> _Requirement_
Nothing but the line containing "leg in the photograph above." and the lines after it in the entries below should appear, each repeated exactly.

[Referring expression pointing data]
###

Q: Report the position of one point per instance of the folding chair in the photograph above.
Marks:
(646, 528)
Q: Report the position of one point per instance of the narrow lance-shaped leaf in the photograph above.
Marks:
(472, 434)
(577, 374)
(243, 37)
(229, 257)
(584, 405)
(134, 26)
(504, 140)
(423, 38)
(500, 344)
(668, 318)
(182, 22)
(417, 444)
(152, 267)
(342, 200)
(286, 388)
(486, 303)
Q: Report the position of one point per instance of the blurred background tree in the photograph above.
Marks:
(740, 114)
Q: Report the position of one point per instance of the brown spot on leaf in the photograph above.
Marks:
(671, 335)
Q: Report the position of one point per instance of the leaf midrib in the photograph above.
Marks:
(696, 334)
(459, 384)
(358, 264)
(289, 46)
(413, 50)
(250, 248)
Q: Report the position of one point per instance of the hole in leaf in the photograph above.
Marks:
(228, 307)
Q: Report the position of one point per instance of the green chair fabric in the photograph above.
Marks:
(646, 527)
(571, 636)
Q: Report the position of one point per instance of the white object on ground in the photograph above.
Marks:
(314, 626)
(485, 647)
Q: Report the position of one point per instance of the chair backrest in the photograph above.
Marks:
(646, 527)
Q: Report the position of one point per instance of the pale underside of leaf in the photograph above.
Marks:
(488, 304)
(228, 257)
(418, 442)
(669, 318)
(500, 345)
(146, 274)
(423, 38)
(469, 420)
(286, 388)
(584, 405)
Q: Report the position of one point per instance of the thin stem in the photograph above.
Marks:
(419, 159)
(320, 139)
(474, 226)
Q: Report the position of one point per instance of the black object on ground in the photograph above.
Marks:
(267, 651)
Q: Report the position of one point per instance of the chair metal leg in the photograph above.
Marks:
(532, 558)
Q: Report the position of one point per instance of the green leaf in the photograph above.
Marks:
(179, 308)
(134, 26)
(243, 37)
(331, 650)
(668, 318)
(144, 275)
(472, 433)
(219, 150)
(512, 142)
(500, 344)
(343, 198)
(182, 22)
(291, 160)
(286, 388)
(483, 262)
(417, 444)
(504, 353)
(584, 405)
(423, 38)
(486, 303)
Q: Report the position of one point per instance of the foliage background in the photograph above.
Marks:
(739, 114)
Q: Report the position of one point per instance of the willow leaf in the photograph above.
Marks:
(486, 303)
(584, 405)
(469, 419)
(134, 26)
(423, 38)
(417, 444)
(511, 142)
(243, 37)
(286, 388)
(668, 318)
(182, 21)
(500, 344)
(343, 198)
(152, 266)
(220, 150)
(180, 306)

###

> _Problem solution_
Q: Report the position of one point per instance of the chair metal leg in the photograph above.
Marks:
(532, 558)
Q: Report the position of one point per instance of the green leaf in the photograph above.
Marks:
(179, 308)
(134, 26)
(243, 37)
(331, 650)
(668, 318)
(144, 275)
(472, 433)
(219, 150)
(512, 142)
(500, 344)
(343, 198)
(182, 22)
(291, 160)
(286, 388)
(483, 262)
(417, 444)
(504, 353)
(584, 405)
(423, 38)
(486, 303)
Q: Report the position of one point per instance of the foliage background in the photograph above.
Marks:
(739, 114)
Q: Report the position of one point per instance of the willow leaf in the photograph above.
Marks:
(486, 303)
(584, 405)
(469, 419)
(134, 26)
(423, 38)
(417, 444)
(511, 142)
(243, 37)
(286, 388)
(668, 318)
(182, 21)
(500, 344)
(343, 198)
(152, 266)
(220, 150)
(180, 306)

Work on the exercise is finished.